+++ SUPPLIED TEXT +++

As shown in the flowcharts of Figures 3-6, the system of the present invention 
enables a user to log onto the system and perform many content management actions on 
the underlying content repositories 110. An example of an action is generating a query 
to search the repositories 110 using the client API 102, access services 104, and bridges 
108. As shown in Figure 3, the client API 102 creates (step 302) and initializes (step 
304) each new user of the system. Upon initialization of the user, the API 102 creates an 
access services session with access services 104 by creating an object for access services 
104 (step 306). An object is an independent program module written in an object 
oriented programming language. Access services 104 then determines the current 
configuration of the system (step 308). Next, the client API 102 requests access services 
104 to direct the client API 102 on which repositories 1 10 in the system are accessible 
(step 310). Access services 104 generates the repository list (step 312) and provides it to 
the client API 102. The API 102 then creates repository objects for each accessible 
repository 110 (step 314).

+++ INFORMATION PROVIDED +++

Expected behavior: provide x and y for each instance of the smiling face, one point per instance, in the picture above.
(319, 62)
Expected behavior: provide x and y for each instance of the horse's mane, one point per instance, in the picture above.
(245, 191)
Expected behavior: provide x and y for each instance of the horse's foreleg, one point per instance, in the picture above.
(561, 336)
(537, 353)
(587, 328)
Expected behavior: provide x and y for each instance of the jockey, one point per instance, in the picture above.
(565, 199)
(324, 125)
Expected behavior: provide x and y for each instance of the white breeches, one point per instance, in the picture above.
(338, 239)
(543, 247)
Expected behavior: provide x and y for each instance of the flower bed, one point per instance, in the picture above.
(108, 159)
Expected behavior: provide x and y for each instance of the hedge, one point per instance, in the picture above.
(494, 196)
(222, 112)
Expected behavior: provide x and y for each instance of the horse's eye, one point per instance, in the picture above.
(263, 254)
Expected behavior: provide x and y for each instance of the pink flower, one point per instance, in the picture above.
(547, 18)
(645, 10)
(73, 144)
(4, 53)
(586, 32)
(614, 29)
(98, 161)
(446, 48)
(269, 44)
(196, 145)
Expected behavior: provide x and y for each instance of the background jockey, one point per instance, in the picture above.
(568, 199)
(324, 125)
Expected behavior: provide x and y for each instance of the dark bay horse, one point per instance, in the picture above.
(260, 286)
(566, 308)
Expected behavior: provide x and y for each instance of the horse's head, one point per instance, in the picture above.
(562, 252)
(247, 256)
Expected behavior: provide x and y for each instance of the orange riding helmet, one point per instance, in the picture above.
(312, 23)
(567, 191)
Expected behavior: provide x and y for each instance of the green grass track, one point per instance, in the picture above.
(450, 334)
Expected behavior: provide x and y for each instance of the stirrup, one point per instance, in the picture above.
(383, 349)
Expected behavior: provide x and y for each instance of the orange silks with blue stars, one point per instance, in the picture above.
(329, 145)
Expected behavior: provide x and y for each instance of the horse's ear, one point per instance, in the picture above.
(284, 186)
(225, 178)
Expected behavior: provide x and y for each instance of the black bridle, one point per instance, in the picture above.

+++

**EXERCISES**
1. Using the content management passage, decide whether each statement agrees with it, answering yes or no and quoting the words that settle it: (a) The client API opens an access services session by creating an object for access services. (b) The client API generates the repository list. (c) Access services determines the system's current configuration at step 308.
2. Give, in order, every step number cited in the content management passage, each with the action it marks.
3. How does the content management passage define an object?
The records come from a source unrelated to the passage above.

**RESULTS OF THE TASKS**
1.
(a) Yes: "the API 102 creates an access services session with access services 104 by creating an object for access services 104 (step 306)"
(b) No: "Access services 104 generates the repository list (step 312)"
(c) Yes: "Access services 104 then determines the current configuration of the system (step 308)"

2.
302: the client API creates each new user.
304: the client API initializes each new user.
306: the API creates an access services session by creating an object for access services.
308: access services determines the current configuration of the system.
310: the client API requests access services to direct it on which repositories are accessible.
312: access services generates the repository list.
314: the API creates repository objects for each accessible repository.

3. An object is an independent program module written in an object oriented programming language.